**About this exercise**
Copy all lines holding the word "ceramic" from the entries.

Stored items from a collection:
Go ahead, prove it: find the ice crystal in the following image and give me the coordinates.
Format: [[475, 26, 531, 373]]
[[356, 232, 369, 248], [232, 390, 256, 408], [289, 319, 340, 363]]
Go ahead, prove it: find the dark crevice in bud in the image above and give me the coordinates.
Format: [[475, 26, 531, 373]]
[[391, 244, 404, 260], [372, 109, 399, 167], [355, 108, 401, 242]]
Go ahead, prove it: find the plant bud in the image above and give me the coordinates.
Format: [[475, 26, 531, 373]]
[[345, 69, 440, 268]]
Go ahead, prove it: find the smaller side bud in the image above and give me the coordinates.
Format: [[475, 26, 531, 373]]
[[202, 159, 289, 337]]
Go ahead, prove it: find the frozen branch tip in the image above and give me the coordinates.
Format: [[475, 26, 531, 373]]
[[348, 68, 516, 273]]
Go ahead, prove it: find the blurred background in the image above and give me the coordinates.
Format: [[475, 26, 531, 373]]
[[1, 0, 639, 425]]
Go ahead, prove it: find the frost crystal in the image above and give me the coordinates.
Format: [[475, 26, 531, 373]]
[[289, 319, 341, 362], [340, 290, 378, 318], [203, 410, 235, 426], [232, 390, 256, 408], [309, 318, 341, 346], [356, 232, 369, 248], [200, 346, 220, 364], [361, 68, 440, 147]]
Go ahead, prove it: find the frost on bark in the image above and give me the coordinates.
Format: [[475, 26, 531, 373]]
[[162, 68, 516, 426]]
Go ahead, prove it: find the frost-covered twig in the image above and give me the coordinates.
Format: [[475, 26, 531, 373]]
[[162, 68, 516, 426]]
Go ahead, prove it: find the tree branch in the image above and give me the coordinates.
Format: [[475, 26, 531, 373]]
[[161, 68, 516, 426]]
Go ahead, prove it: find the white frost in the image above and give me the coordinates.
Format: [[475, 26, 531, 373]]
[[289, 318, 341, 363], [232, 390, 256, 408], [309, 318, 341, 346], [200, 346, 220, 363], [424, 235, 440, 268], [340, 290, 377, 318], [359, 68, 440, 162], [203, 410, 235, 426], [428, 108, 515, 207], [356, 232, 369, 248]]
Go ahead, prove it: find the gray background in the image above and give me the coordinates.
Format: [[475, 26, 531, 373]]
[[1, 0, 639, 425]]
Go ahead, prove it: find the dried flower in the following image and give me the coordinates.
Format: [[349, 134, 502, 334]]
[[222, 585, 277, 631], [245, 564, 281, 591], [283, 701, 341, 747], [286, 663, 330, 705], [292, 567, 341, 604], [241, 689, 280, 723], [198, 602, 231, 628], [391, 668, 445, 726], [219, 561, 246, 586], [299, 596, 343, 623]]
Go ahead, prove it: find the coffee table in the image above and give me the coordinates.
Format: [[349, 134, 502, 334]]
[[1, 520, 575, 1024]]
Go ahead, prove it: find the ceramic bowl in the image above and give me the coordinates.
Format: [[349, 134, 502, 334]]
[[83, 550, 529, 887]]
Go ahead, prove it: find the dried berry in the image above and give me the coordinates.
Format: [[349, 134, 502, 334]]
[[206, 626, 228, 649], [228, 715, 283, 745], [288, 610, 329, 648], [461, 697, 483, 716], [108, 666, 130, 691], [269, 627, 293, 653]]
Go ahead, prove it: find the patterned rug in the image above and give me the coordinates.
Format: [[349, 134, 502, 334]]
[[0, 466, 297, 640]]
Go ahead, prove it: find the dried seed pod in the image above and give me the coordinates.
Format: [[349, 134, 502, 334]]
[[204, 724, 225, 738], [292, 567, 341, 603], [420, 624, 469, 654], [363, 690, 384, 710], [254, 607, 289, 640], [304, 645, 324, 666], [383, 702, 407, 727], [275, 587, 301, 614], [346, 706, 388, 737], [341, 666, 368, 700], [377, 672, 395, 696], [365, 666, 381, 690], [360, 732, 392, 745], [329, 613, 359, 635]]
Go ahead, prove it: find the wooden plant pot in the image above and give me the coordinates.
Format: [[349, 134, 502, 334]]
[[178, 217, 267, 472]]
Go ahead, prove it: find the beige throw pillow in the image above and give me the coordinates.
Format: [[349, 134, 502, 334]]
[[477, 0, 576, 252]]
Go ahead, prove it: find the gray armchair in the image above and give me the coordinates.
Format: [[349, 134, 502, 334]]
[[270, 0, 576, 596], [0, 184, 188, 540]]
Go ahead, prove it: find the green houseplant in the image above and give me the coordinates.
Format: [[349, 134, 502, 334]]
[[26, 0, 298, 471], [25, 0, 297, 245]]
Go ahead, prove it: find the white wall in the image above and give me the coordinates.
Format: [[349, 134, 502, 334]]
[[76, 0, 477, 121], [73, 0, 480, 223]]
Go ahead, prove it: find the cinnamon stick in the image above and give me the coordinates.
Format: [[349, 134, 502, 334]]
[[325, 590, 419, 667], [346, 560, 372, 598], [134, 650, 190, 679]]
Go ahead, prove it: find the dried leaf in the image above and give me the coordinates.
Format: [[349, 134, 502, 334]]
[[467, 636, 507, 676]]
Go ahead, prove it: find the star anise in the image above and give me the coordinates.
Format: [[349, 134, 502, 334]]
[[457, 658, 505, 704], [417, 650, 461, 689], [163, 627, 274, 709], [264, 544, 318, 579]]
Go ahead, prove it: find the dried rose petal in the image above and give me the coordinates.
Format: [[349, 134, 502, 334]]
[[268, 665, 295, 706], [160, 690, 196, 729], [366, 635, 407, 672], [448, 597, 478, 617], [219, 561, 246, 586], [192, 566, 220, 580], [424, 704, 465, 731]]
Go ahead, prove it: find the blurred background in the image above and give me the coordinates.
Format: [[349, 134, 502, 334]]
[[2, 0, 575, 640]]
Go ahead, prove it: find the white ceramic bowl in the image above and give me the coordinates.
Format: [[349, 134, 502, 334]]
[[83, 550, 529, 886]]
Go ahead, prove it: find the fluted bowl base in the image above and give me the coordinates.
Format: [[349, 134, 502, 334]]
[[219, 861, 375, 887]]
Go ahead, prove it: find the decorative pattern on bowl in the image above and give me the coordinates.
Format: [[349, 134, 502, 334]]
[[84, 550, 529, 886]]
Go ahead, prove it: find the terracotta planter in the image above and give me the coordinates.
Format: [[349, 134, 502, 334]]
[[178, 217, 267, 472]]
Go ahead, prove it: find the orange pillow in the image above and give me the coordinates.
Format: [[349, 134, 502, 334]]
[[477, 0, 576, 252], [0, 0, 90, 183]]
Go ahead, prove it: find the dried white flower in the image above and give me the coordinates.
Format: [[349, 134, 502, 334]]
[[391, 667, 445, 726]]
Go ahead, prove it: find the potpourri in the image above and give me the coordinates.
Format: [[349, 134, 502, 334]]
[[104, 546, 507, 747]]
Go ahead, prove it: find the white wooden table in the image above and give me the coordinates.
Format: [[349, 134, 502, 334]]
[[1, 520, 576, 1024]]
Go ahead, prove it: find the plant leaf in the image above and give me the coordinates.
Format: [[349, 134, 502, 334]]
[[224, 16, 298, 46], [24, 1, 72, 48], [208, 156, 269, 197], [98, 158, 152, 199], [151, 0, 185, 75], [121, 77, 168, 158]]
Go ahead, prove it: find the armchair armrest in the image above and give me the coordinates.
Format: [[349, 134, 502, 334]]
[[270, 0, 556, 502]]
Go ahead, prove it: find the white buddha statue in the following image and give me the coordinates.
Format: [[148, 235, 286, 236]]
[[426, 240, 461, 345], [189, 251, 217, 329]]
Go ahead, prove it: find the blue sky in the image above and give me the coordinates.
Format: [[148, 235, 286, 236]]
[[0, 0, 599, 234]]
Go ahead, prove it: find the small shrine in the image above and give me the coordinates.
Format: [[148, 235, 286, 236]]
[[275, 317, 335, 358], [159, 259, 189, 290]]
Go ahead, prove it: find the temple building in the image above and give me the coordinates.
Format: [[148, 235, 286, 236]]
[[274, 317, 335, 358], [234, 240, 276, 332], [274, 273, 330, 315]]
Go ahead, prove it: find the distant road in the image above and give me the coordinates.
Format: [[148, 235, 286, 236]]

**Answer to the exercise**
Go ahead, prove it: find the ceramic bowl in the image above and give me the coordinates.
Go ahead, prove it: find the white ceramic bowl in the image above and give me the coordinates.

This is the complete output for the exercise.